[START Data for processing]

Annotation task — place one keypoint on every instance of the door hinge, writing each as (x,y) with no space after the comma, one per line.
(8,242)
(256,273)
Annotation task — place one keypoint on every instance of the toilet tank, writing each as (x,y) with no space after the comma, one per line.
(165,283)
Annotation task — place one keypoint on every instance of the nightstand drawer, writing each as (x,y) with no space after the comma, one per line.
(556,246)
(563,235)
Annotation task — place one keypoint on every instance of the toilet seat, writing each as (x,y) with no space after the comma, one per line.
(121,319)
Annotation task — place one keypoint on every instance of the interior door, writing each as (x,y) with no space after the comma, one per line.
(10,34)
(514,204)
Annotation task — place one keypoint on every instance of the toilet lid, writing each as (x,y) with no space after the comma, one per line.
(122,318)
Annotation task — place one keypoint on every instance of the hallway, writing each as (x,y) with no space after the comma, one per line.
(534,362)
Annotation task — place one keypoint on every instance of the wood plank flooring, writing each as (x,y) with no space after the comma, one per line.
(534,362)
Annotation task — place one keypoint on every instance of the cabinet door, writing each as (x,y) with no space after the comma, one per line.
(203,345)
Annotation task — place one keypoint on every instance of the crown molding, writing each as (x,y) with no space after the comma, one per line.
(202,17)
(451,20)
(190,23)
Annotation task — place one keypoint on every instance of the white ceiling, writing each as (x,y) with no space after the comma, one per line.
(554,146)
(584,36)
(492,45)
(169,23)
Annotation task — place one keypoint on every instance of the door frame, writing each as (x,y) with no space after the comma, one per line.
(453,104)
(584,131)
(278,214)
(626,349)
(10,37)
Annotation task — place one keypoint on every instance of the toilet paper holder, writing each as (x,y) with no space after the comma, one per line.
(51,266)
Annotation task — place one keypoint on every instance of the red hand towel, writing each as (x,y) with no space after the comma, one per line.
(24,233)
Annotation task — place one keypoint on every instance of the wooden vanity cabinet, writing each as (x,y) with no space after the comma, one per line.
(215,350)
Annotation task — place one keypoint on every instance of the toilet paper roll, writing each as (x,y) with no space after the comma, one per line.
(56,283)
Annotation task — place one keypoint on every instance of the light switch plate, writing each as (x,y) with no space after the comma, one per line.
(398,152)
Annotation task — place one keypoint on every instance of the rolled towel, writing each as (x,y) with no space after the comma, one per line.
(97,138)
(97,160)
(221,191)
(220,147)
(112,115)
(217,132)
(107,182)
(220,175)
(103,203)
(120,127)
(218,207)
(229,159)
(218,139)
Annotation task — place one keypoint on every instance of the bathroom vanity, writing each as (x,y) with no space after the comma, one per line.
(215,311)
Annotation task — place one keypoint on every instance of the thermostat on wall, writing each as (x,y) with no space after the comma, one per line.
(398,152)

[END Data for processing]

Task requirements:
Starting at the line with "of the bathroom" and stopping after the last line of the listing, write those lines out again with "keypoint" swapped for "marker" and nothing else changed.

Output:
Annotation task — place one marker on every instance of the bathroom vanity, writing each as (x,y) with no space after the comma, one per line.
(215,311)
Annotation task — place one marker on every instance of the thermostat on wall, writing each as (x,y) with no space after the comma, one per line.
(398,152)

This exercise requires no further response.